# Passage provided start
“If you’re a black male in America, it doesn’t matter much if you come from a good neighborhood or a bad neighborhood,” said Steven Alvarado, assistant professor of sociology in the College of Arts and Sciences. “Your chances of being incarcerated are similar.”
Alvarado is the author of “The Complexities of Race and Place: Childhood Neighborhood Disadvantage and Adult Incarceration for Whites, Blacks, and Latinos,” published June 1 in the journal Socius.
The study’s publication at a time of widespread demonstrations against police brutality and racial injustice was coincidental, but Alvarado said its findings lend support to calls for structural reform.
“There’s a systemic and a deep inequality in American society,” he said, “in terms of the treatment of blacks in the criminal justice system that might mute some of those beneficial effects of growing up in a more advantaged neighborhood.”
# Passage provided end
# Raw records start
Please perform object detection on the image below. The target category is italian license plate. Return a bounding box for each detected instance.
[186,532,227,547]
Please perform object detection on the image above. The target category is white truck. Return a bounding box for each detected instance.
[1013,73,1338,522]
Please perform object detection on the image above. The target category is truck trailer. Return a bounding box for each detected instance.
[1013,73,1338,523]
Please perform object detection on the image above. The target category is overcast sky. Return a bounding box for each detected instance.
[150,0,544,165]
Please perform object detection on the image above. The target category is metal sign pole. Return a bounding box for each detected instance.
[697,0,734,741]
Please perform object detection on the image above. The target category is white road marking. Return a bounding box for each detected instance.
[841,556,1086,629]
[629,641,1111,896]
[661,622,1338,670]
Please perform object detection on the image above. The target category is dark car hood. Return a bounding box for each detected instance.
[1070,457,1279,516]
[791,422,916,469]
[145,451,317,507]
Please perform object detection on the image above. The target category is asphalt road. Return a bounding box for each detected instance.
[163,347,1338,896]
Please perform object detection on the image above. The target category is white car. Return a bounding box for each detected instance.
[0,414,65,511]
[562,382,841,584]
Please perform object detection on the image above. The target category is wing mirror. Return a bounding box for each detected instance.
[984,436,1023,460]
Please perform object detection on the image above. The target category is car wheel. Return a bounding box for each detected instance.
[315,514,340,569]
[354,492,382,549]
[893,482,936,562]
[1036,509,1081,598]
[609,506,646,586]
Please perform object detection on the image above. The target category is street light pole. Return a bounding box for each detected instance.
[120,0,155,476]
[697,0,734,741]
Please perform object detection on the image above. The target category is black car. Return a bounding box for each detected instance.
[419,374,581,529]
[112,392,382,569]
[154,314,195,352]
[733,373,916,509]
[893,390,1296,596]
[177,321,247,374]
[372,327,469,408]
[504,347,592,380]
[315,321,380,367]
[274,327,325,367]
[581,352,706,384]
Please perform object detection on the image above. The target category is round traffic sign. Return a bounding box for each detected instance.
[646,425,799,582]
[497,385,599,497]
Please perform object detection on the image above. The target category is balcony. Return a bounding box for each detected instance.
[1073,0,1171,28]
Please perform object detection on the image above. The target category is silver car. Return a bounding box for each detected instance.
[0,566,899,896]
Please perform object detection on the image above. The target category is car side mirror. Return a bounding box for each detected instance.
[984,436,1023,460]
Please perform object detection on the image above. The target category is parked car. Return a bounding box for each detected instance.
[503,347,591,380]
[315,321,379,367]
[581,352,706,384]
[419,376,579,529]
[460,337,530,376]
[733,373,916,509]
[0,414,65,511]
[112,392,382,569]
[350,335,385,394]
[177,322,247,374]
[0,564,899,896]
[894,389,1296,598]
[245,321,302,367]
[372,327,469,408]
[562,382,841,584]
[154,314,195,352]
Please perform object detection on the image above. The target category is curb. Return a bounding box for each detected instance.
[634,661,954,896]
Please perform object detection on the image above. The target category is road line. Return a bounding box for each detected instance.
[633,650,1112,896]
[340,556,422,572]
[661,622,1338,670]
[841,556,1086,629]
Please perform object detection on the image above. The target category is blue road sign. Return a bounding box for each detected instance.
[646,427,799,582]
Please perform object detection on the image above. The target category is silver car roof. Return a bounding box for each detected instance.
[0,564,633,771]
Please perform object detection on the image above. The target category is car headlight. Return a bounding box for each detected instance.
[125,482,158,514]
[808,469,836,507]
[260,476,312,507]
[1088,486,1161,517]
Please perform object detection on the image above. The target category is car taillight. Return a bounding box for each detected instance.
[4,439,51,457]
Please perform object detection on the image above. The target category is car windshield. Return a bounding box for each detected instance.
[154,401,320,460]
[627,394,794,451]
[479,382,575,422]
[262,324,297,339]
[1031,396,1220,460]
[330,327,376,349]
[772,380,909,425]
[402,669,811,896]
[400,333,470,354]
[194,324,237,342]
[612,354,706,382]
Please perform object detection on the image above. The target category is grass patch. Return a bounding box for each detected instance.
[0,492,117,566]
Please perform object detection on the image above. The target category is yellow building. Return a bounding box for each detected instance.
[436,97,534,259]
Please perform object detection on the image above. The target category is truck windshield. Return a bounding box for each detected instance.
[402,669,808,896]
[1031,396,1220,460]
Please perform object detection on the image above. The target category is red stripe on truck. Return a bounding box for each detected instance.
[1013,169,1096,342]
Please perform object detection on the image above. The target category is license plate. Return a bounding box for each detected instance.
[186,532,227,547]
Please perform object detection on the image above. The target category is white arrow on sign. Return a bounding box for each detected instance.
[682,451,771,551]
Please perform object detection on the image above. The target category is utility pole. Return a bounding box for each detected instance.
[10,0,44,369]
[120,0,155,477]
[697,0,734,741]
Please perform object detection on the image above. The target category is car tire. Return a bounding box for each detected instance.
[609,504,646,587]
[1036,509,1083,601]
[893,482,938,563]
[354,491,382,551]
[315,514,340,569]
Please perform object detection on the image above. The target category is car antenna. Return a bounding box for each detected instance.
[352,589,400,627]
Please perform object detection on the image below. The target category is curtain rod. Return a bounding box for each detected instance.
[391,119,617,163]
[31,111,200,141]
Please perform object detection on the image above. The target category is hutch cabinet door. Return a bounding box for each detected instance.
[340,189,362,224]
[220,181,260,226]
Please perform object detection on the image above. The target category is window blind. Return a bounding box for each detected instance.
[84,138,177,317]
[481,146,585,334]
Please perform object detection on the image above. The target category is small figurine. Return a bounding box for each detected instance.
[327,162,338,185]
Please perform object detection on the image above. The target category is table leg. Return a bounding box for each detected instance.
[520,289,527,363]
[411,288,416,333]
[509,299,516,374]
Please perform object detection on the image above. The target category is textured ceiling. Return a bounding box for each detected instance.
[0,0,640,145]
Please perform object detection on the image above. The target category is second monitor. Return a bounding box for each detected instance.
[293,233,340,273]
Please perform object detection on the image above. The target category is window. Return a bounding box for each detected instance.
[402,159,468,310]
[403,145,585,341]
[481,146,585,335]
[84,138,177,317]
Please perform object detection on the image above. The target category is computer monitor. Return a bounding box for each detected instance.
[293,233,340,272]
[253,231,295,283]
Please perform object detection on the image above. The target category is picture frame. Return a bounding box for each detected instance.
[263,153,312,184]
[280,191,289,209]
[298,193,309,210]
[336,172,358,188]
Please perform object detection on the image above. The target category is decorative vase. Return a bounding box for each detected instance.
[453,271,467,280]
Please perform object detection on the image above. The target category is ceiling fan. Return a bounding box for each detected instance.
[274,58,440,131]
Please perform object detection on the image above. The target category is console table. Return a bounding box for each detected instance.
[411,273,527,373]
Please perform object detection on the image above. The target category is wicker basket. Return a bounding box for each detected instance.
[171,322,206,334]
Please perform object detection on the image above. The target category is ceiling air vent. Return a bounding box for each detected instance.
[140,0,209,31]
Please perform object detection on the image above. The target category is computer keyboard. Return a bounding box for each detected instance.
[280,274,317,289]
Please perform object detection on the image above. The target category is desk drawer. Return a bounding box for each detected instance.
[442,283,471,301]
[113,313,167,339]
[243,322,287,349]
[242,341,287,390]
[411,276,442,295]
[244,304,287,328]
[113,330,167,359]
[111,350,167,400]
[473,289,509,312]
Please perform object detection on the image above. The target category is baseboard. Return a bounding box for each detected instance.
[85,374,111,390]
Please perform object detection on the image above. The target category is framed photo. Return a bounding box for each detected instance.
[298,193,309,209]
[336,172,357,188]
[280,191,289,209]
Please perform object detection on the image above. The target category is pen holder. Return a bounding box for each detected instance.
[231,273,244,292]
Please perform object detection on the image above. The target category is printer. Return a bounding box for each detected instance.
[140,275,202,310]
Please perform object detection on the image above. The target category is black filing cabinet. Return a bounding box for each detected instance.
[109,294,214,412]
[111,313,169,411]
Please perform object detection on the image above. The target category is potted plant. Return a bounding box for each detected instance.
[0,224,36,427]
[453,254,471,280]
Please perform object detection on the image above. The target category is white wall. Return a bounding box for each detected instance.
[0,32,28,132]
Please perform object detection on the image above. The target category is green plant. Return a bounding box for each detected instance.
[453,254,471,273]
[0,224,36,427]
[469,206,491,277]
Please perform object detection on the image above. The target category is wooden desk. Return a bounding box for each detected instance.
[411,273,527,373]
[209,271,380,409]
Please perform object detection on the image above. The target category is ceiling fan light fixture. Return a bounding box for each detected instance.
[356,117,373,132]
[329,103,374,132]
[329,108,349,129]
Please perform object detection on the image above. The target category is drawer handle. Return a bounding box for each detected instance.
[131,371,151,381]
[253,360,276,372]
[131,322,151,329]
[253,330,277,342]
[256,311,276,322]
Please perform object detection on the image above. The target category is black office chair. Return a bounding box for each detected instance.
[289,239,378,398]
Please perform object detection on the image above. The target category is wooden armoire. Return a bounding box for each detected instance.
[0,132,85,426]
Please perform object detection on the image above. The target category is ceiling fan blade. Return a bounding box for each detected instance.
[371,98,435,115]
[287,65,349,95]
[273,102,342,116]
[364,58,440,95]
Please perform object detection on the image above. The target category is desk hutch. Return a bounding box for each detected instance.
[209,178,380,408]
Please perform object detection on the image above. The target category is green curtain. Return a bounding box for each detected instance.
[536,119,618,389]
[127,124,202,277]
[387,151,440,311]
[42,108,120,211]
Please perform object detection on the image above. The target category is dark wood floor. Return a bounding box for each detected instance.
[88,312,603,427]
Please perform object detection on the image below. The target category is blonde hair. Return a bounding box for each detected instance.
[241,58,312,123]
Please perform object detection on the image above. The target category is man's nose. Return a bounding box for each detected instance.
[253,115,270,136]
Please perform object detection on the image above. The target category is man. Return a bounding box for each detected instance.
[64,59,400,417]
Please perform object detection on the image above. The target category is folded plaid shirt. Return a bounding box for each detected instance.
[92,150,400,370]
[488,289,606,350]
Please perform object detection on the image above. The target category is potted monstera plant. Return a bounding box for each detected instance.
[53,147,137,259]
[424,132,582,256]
# Raw records end
### Given task
Please state which journal published Alvarado's study and on what date, according to the passage on neighborhoods and incarceration.

### Output for this task
It was published in the journal Socius on June 1.